▶ [PROBLEM SET]
- 1) In the newspaper column below, in what year did the Privy Council uphold the appeal in which Lord Atkin wrote that "Justice is not a cloistered virtue"?
- 2) Extract every line of the rows that contains the word "concrete".

--- Start EXTRACTED TEXT ---

Capitalism and Slavery

May 2003

Who steals my purse steals trash
Posted: Saturday, May 10, 2003

by Kim Johnson

Was the apology offered to former Chief Justice Michael de la Bastide below last week's Sunday Guardian Editorial sufficiently obsequious?

Criticism of de la Bastide's refusal to hear appeals filed late by the prison authorities was admitted to be "totally unwarranted and without foundation," and unreservedly withdrawn.

After all, it was penned by him.

But perhaps St Michael TC, QC, a highly successful lawyer who was Chief Justice for a few years, was just being modest. Maybe he deserved an additional dollop of grovelling to sweeten his Sunday breakfast.

As the man himself pointed out, his rejection of Rickey Bernard, Julien Trim and Rufus Patrice's late-filed appeals amounted to a good deed.

Had the appeals been heard and dismissed those three stooges would have had to now begin their sentences forthwith. Presumably they were in jail all the while.

How untrue and unfair to cast aspersions on such Solomonic leniency!

Ahem. Has it occurred to anyone that starting an incarcerated man's sentence from the time he loses his appeal, makes appealing a punishable offence?

And a severe one here where appeals can take years to be heard.

But that's beside the point; the reasoning of an idle layman not privy to the higher understanding of luminaries such as are found on the Bench or even in our well-stocked Bar.

And that's why you cock your snout at the law at your considerable peril.

Such learned men could hardly be expected to subscribe to the homespun aphorism that sticks and stones may break my bones but…

Once upon a time in 1934 the Privy Council upheld an appeal with Lord Atkin's sonorous words: "Justice is not a cloistered virtue: she must be allowed to suffer the scrutiny and respectful, even though outspoken, comments of ordinary men."

Lord Atkin was upholding the rights of my daughter's great-grandfather, Arthur Raymond, a journalist.

Alas, nowadays such ordinary men have fallen in status. (Women too, although, as they say, a cat may look at a king.) And no one has more shares in ordinariness than a journalist, who scrutinises Lady Justice's linen on behalf of John Ordinary.

To show how easily ordinary men are excluded from Justice's cloister, Justice Melville Baird recently gagged journalists from informing all and Sunday of the dog's dinner he'd made of the Dhanraj Singh trial.

The same dirty gag Justice Lionel Jones used years ago to prevent reports that Maurice Levi had turned state witness against Dole Chadee.

--- End EXTRACTED TEXT ---
--- Start RECORDS SHOWN ---

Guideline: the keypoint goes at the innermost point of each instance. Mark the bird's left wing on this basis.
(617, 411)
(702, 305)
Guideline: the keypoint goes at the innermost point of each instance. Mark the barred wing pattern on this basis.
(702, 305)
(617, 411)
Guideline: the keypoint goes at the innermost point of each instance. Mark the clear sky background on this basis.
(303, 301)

--- End RECORDS SHOWN ---
--- Start RECORDS SHOWN ---

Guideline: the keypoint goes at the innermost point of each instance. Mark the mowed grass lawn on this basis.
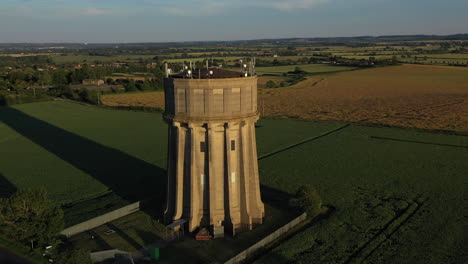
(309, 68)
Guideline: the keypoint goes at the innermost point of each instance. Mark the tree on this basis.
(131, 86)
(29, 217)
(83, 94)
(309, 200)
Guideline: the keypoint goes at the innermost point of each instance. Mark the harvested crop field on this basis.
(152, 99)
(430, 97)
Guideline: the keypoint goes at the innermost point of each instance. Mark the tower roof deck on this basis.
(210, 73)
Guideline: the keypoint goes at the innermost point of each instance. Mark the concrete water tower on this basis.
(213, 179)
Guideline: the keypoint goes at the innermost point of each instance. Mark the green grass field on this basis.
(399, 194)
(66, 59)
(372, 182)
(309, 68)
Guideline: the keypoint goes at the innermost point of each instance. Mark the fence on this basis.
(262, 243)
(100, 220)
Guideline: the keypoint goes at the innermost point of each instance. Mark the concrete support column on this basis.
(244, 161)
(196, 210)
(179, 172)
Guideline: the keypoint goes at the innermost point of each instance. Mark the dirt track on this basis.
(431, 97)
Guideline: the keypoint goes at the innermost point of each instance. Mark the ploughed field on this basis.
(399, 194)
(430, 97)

--- End RECORDS SHOWN ---
--- Start RECORDS SHOWN ---

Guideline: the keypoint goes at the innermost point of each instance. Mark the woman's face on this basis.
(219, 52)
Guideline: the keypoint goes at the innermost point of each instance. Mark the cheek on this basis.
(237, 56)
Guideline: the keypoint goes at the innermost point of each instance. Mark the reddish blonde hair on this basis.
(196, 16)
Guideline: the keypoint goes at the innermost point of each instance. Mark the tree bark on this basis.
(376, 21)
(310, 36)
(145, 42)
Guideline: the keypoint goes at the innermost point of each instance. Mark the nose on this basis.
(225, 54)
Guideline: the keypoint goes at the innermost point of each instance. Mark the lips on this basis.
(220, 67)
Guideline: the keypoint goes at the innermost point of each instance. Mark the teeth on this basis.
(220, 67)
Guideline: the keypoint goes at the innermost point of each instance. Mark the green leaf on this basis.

--- End RECORDS SHOWN ---

▶ [EXPECTED ANSWERS]
- 1) 1934

- 2)
Guideline: the keypoint goes at the innermost point of each instance. Mark the concrete water tower on this basis.
Guideline: the keypoint goes at the innermost point of each instance. Mark the concrete support column on this basis.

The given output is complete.